*** Begin section ***
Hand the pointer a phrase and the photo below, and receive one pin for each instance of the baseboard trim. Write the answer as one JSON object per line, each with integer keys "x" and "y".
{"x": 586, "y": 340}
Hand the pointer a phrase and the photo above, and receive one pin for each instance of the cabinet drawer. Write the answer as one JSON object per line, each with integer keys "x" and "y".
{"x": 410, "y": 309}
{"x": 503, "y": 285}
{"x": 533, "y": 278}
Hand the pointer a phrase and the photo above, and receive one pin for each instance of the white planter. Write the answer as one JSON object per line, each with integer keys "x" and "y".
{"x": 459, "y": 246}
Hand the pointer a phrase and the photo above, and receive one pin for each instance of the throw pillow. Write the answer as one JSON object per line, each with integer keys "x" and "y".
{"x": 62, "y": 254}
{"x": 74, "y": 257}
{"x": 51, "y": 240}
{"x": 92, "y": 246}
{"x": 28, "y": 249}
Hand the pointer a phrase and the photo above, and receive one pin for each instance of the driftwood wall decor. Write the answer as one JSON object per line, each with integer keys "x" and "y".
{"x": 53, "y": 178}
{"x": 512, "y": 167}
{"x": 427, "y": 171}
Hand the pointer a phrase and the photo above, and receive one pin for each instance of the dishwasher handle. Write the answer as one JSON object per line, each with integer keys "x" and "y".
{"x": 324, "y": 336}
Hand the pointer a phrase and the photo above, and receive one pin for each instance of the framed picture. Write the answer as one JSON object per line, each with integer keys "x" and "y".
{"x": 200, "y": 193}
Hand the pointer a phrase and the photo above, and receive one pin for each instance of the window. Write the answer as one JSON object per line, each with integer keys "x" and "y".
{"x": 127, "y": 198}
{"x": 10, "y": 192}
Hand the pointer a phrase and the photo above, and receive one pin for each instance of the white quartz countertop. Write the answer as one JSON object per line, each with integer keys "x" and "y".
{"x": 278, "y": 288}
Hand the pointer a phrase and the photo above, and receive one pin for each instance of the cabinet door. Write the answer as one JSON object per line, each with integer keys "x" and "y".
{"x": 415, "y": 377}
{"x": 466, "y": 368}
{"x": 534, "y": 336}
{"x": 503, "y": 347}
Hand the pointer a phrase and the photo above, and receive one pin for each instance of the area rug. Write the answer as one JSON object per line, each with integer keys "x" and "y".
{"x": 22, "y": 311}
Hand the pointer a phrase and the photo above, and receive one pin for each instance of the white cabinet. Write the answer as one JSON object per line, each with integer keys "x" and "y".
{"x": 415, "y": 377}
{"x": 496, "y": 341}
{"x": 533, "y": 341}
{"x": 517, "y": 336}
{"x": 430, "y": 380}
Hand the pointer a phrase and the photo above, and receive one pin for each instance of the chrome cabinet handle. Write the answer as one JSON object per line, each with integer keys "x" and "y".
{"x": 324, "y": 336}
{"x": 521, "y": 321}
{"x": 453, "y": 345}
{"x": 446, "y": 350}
*** End section ***
→ **TASK INSTRUCTIONS**
Repeat everything in the listing above exactly.

→ **RESPONSE**
Hand the pointer a phrase and the photo below, and receive one pin for each instance of the baseboard trim. Write the answer as one JSON object per line, each with integer keys "x" and "y".
{"x": 586, "y": 340}
Hand the pointer a phrase and the photo above, and receive one pin for each instance of the cabinet drawer. Write the answer as one JSON object per line, each with integer keys "x" and "y".
{"x": 410, "y": 309}
{"x": 503, "y": 285}
{"x": 533, "y": 278}
Hand the pointer a phrase and the photo above, and receive one pin for each instance of the white planter. Write the answer as one JSON object per line, each with integer keys "x" and "y".
{"x": 459, "y": 246}
Hand the pointer a phrase and the photo above, and receive one pin for each instance of the throw pillow. Write the answer as one JSON object per line, each with integer keys "x" and "y".
{"x": 62, "y": 254}
{"x": 74, "y": 257}
{"x": 51, "y": 240}
{"x": 92, "y": 246}
{"x": 28, "y": 249}
Hand the pointer a phrase and the photo above, and receive one pin for each instance of the driftwood wall decor. Write the answer as one JSON object per line, each with integer keys "x" and "y".
{"x": 53, "y": 178}
{"x": 512, "y": 167}
{"x": 427, "y": 171}
Hand the pointer a phrase and the photo above, and receive one pin for each instance of the dishwasher handle. Write the answer as one JSON object per line, each with integer keys "x" and "y".
{"x": 324, "y": 336}
Hand the pointer a phrase and the photo above, and receive one pin for each instance of the framed picture. Write the answer as one JSON object per line, each with integer keys "x" and "y".
{"x": 200, "y": 193}
Hand the pointer a phrase and the photo above, and receive one pin for each instance of the window. Write the answer as one JSON object per line, each with integer keys "x" and "y".
{"x": 127, "y": 198}
{"x": 10, "y": 192}
Hand the pointer a phrase and the photo above, and receive one pin for each instance of the white quartz countertop. Write the answer as one JSON object per line, each with integer keys "x" and "y".
{"x": 278, "y": 288}
Hand the pointer a phrase and the photo above, and receive one pin for each instance of the cabinet door. Write the answer as one JSON object per line, each with integer keys "x" and "y".
{"x": 415, "y": 377}
{"x": 466, "y": 368}
{"x": 534, "y": 336}
{"x": 503, "y": 347}
Hand the pointer a phrase and the photo above, and receive one pin for each instance of the area rug. Write the answer as one JSON object per line, each with integer keys "x" and "y".
{"x": 22, "y": 311}
Hand the pointer a phrase and the photo above, and receive one pin for each instance of the white cabinet. Write the answer as one JSON object per line, each with integer keys "x" and "y".
{"x": 415, "y": 377}
{"x": 496, "y": 341}
{"x": 533, "y": 341}
{"x": 517, "y": 336}
{"x": 430, "y": 380}
Hand the pointer a phrase and the photo above, and receive one pin for each instance of the chrome cabinet handle. Write the answer as one JSON object per line, each with integer keys "x" and "y".
{"x": 324, "y": 336}
{"x": 521, "y": 321}
{"x": 453, "y": 345}
{"x": 446, "y": 350}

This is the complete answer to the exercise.